TEXT PROVIDED =
Wow, at long last we have finished the letter "C".
From the Cabaret Cocktail to the Curacao Cocktail, going back through them I was quite surprised by the number that I had fond feelings for:

Cafe Kirsch
I do need to retry the Calvados Cocktail with the appropriate amount of Bitters.
Cameron's Kick
Capetown Cocktail
Casino Cocktail
C.F.H. Cocktail
Champagne Cocktail
Charles Cocktail
Charleston Cocktail
Chicago Cocktail
Chocolate Cocktail (No. 1)
Chyrsanthemum Cocktail
I enjoyed the Champs Elysees Cocktail; but, even more the chance to meet up with Victoria, and take my little obsession into the outside world. Hope to do more of that soon!
Clover Club
Club Cocktail
Coffee Cocktail
Colonial Cocktail
The Corn Popper isn't something I will probably make again, unless I am able to secure a safe and reliable source for "Corn". Still, it was pretty cool to work with Mr. Rowley on decoding the recipe.

MATERIALS PROVIDED =
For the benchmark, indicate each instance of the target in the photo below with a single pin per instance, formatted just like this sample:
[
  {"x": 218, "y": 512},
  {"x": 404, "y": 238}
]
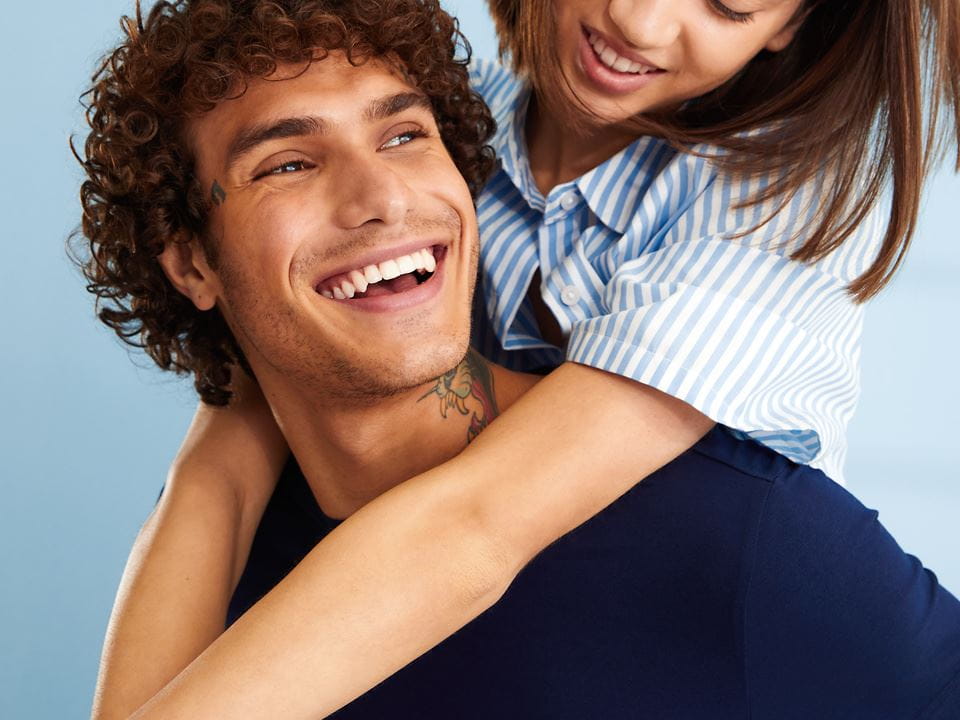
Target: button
[
  {"x": 568, "y": 200},
  {"x": 570, "y": 295}
]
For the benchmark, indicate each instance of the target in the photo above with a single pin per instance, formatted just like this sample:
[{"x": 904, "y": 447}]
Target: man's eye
[
  {"x": 287, "y": 167},
  {"x": 729, "y": 13},
  {"x": 403, "y": 138}
]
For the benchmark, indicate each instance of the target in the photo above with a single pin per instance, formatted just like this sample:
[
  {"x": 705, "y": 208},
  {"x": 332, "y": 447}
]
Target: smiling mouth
[
  {"x": 388, "y": 277},
  {"x": 609, "y": 57}
]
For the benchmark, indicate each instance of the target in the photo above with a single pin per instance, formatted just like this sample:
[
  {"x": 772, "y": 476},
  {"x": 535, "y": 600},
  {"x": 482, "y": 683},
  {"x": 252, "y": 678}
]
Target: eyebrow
[{"x": 379, "y": 109}]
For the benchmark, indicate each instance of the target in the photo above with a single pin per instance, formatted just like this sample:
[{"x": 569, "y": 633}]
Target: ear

GOAL 1 = Reproduce all of the records verbatim, omitting the pictures.
GOAL 2 = Continue the cocktail text from the point where it stops.
The cocktail text and the records are unrelated to each other.

TASK RESULT 1 =
For the benchmark, indicate each instance of the target in the photo below with a single pin per instance, formatted just like this sample:
[
  {"x": 218, "y": 512},
  {"x": 404, "y": 238}
]
Target: button
[
  {"x": 568, "y": 200},
  {"x": 570, "y": 295}
]
For the benchmark, indicate each instance of the target in the photo above with a single pin per instance, formatted just like this sample:
[{"x": 904, "y": 447}]
Target: man's eye
[
  {"x": 287, "y": 167},
  {"x": 729, "y": 13},
  {"x": 403, "y": 138}
]
For the benchmark, indicate each instance of the target in the photo above with a single pin per instance, formatted just like this sample:
[
  {"x": 705, "y": 208},
  {"x": 332, "y": 447}
]
Target: smiling mouth
[
  {"x": 388, "y": 277},
  {"x": 609, "y": 57}
]
For the benchmark, indicate each instance of the target in the photo above with a single pin per instance, formatted just like this sample:
[
  {"x": 772, "y": 476},
  {"x": 535, "y": 600},
  {"x": 482, "y": 683},
  {"x": 252, "y": 678}
]
Target: eyebrow
[{"x": 379, "y": 109}]
For the benchmark, indicate each instance of the target in the photo above with a single pin per instance, formatted just like this sample:
[{"x": 569, "y": 633}]
Target: ear

TASK RESULT 2 =
Coronation Cocktail (No. 1)
Corpse Reviver (No. 2)
I quite enjoyed my re-invention of the Cota Cocktail. Hopefully some time in the near future, we will track down the true nature of "Hercules"!
I need to re-do the Creole Cocktail with a more apropriate Amer Picon substitute.
Cuban Cocktail (No. 1)
Culross Ccoktail
Cupid Cocktail

Whew! Lots of good stuff in there!

Looking forward to the "Ds", from Daiquiri, (maybe I'll even learn to pronounce it correctly,) to Duppy.

Edited by eje, 30 September 2007 - 08:40 PM.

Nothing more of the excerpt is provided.